TO DO:
Reproduce the listing below word for word, every line of it.

DATA LINES:
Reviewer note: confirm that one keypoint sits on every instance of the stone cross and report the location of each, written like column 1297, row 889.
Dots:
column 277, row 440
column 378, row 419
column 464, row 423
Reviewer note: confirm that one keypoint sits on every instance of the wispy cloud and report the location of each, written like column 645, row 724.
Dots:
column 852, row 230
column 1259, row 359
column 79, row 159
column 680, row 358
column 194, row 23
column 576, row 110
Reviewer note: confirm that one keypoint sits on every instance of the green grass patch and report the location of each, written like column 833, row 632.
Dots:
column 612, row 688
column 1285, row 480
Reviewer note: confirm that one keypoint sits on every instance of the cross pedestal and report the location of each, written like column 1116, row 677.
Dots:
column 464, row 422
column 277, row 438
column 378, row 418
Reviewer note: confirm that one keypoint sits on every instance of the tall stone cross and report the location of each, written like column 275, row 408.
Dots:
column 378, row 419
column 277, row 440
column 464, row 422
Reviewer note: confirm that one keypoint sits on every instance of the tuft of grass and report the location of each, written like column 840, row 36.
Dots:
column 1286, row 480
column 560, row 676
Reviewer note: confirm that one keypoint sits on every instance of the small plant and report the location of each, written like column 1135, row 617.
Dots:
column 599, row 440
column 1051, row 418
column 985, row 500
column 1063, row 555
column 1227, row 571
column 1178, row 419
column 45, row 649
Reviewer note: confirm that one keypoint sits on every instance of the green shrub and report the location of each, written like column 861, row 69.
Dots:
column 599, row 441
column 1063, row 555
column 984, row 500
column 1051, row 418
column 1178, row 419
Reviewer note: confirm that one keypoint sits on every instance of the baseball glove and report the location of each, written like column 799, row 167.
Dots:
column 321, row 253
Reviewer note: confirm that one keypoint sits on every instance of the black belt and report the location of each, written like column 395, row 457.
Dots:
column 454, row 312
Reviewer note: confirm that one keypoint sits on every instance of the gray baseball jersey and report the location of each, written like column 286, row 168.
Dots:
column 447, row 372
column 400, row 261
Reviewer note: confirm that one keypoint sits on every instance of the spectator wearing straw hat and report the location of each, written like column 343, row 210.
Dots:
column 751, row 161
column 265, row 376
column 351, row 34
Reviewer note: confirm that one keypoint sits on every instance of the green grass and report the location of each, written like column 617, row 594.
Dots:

FULL RESPONSE:
Reviewer note: confirm that one keypoint sits on every instance of the stone cross and report the location of each, written like column 1297, row 889.
Dots:
column 277, row 440
column 378, row 419
column 464, row 423
Reviewer note: confirm that one keypoint sits on every instance of the wispy cloud and report the location of each, written like column 645, row 724.
Dots:
column 852, row 230
column 1259, row 359
column 79, row 159
column 680, row 358
column 194, row 23
column 576, row 110
Reviewer note: confirm that one keypoint sits on every instance of the green grass patch and report the location of each, written like column 833, row 632.
Dots:
column 612, row 688
column 1285, row 480
Reviewer note: confirm that one keypoint sits on every instance of the cross pedestal and report the location of each, written like column 1116, row 677.
Dots:
column 464, row 422
column 277, row 438
column 378, row 418
Reviewer note: confirm that one keypoint sits on every instance of the tall stone cross and report the location of each, written like column 275, row 408.
Dots:
column 378, row 419
column 277, row 440
column 464, row 422
Reviewer note: confirm that one keypoint sits on every instance of the tuft of grass and report the location of each, written like column 840, row 36.
Dots:
column 1286, row 480
column 560, row 676
Reviewer note: confirm that one keypoint sits on every instance of the small plant and report the location of each, written like column 1135, row 617.
Dots:
column 599, row 440
column 1051, row 418
column 985, row 500
column 1063, row 555
column 1227, row 571
column 1178, row 419
column 45, row 649
Reviewer note: confirm that one keypoint sits on every instance of the green shrub and report the location of each, written like column 861, row 69.
Dots:
column 599, row 441
column 1063, row 555
column 984, row 500
column 1051, row 418
column 1178, row 419
Reviewer note: confirm that one keypoint sits on every instance of the baseball glove and report the location of each, written like column 799, row 167.
Dots:
column 321, row 253
Reviewer note: confirm that one keypoint sits on every instance of the black belt and report the location of each, written like column 395, row 457.
Dots:
column 454, row 312
Reviewer note: confirm that one keypoint sits on every instance of the gray baseball jersey and report the location of each, written like column 286, row 168.
Dots:
column 447, row 372
column 400, row 261
Reviewer note: confirm that one keypoint sits on every instance of the spectator wearing straw hat and report the location of each, written like column 343, row 210.
Dots:
column 751, row 161
column 265, row 376
column 351, row 34
Reviewer note: confirm that one keypoint sits on every instance of the green grass and report the location of each, written like column 617, row 594.
Dots:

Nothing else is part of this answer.